TRECHO DO TEXTO:
A ideia de mimesis platônica, como lembra Compagnon, “vai da ideia (eidos) à cópia (eidolon) e à cópia da cópia (phantasma), e na medida em que se afasta da verdade, a semelhança ou fidelidade ao modelo se perverte: a cópia da cópia é uma cópia degradada. Em outras palavras, não há, entre a cópia e a cópia da cópia, uma diferença de natureza, mas apenas de grau, uma diferença mensurável pelo grau de afastamento da verdade”. A verdade está em questão, pois ilustra, para Platão, a reconfiguração da alma solitária em diálogo consigo mesma, em contato direto com Deus, sem a intermediação da fantasia e do imaginário do inconsciente (para trazermos o acréscimo estruturalista de Lacan).
Sobre a expulsão dos poetas da cidade enfocada por Platão, no livro II de A república, Derrida analisa:
A escritura em geral não é certamente a escrita literária. Mas em outro lugar, n’A república, por exemplo, o poeta só é julgado e depois condenado enquanto imitador, mímico que não pratica a ‘diégese simples’. O lugar específico do poeta pode ser julgado como tal segundo recorra ou não, de uma maneira ou de outra, à forma mimética.

INFORMAÇÕES FORNECIDAS:

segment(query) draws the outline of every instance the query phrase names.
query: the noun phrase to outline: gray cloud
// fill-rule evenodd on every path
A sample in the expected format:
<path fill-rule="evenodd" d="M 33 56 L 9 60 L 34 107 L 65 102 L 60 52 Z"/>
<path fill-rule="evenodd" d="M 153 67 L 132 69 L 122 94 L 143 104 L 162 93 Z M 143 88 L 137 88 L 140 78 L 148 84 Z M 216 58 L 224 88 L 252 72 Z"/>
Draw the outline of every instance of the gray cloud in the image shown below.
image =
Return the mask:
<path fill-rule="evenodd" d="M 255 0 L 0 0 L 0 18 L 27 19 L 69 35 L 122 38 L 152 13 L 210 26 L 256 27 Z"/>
* * *
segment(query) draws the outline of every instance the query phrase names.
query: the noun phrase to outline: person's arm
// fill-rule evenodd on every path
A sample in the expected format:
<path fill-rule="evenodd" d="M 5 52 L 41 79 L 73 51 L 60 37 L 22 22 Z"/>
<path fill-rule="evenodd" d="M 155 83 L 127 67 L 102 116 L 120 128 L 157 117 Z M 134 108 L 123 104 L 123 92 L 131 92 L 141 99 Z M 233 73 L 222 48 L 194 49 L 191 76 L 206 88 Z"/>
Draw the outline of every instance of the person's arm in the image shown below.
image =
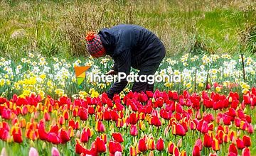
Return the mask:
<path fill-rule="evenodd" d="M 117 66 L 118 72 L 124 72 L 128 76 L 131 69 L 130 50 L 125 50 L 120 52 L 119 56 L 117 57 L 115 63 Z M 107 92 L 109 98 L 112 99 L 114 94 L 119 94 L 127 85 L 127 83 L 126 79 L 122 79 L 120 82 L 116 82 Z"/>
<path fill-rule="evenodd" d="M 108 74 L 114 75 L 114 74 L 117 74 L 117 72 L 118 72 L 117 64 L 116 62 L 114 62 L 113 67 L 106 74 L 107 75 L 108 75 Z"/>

PEDIDO 1: Como você resumiria em duas frases o trecho sobre a mimesis platônica?
PEDIDO 2: Continue o trecho sobre a mimesis platônica e a expulsão dos poetas a partir da última frase apresentada.

RESPOSTA CORRETA 1: Segundo Compagnon, a mimesis platônica vai da ideia à cópia e à cópia da cópia, que é uma cópia degradada, já que entre elas há apenas uma diferença de grau, medida pelo afastamento da verdade. Ao tratar da expulsão dos poetas em A república, Derrida observa que o poeta é julgado e condenado enquanto imitador que não pratica a "diégese simples", e que seu lugar pode ser julgado conforme recorra ou não à forma mimética.

RESPOSTA CORRETA 2:
Em O sofista, Platão descreve de modo diferente a mimesis: ela é apresentada, então, “como a arte de produzir – em particular no discurso: é o caso do sofista – ‘absolutamente todas as coisas’, logo, de produzir imagens (eidolon)”. Platão escreve que “Do homem que, através de uma arte única, se crê capaz de produzir tudo, sabemos, em suma, que ele não fabricará senão imitações e homônimos da realidade”. Tal técnica se encontraria tanto na pintura quanto na linguagem. Mas essas categorias, para Derrida, não valem ao se tratar de poesia como se trata da literatura; a segunda é uma criação muito mais recente e, por isso, inadequada ao plano mimético. Ela está colocada num limite que não se presta apenas a configurá-lo como parte de um processo ligado à construção de uma república baseada em conceitos de ordem. Os poetas são apenas maus imitadores, pois não dominam muitas vezes a arte daquilo que imitam. No entanto, Platão aponta dois tipos de imagens e divide a mimética em duas: uma que produz cópias (eikon), as boas imagens que respeitam as proporções, que são dotadas de semelhança com a ideia; e outro, a arte de produzir simulacros (phantasma), as más imagens que simulam a cópia, que fabricam a ilusão, que são desprovidas de semelhança com a ideia”, pois não passam por ela.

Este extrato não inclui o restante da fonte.